*Assignment*: Please retype every record exactly as it appears, omitting the pictures.
# # # # # # #
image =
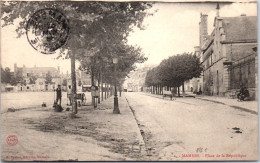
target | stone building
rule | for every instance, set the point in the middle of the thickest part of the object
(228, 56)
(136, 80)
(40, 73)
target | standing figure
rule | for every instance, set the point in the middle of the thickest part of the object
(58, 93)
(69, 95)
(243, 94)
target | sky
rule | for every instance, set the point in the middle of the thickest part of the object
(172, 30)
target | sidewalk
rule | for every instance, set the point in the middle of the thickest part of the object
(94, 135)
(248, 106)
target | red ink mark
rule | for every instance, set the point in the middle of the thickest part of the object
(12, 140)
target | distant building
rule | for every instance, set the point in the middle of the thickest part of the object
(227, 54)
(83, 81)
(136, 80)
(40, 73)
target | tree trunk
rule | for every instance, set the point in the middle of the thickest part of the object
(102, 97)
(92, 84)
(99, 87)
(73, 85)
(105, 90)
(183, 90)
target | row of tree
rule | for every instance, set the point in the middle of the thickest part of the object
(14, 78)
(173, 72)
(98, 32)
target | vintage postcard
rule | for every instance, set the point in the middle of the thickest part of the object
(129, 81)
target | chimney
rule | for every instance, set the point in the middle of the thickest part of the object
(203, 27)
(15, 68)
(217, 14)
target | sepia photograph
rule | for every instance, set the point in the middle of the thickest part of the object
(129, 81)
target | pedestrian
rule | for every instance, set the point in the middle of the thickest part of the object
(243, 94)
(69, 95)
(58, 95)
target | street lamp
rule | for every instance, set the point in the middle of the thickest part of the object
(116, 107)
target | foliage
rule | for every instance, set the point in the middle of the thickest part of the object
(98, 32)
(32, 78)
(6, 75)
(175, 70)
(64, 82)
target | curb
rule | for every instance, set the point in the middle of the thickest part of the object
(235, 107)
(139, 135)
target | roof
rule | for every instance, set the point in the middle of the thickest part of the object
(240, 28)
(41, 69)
# # # # # # #
*Answer to the exercise*:
image =
target | stone building
rule | for every instance, set the point in the middle of the thickest part of the object
(228, 56)
(136, 80)
(40, 73)
target | standing figure
rule | for every instance, set the point in the middle of the thickest part of the object
(58, 93)
(69, 95)
(243, 94)
target | sky
rule | for every instance, set the point in the middle of the thickest part of the object
(172, 30)
target | sidewalk
rule | for every instance, set the point in the middle of the thickest part of the object
(94, 135)
(248, 106)
target | red ink mark
rule | for every instance, set the point in the middle of the thickest part of the object
(12, 140)
target | distant building
rule | for every instance, set the point in the middle of the thickest part of the object
(227, 54)
(83, 81)
(136, 80)
(40, 73)
target | tree trunk
rule | for every instance, set the point in the middle of the thickest part of the object
(102, 97)
(92, 84)
(99, 87)
(73, 85)
(105, 90)
(183, 90)
target | row of tree
rule | for every instance, set the point in the middle of the thickest part of the object
(14, 78)
(173, 72)
(98, 32)
target | vintage postcard
rule | for every instance, set the point in the middle of the thickest part of the object
(129, 81)
target | chimney
rule | for every instance, set the point in the middle of the thickest part of the object
(203, 27)
(15, 68)
(217, 14)
target | sepia photograph
rule | for every instance, set the point in the middle of the thickest part of the object
(129, 81)
target | pedestrian
rule | for every instance, set the point in the middle of the thickest part of the object
(243, 94)
(69, 95)
(58, 95)
target | street lamp
rule | for every instance, set the point in the middle of the thickest part of the object
(116, 107)
target | foliage
rule | for every instance, set the point in the middle of the thickest part of the object
(98, 32)
(32, 78)
(6, 75)
(175, 70)
(64, 82)
target | curb
rule | for every instance, set the point in the middle of the thickest part of the object
(235, 107)
(139, 135)
target | roof
rule | for every instance, set the point in the middle of the thickest part of the object
(240, 28)
(41, 69)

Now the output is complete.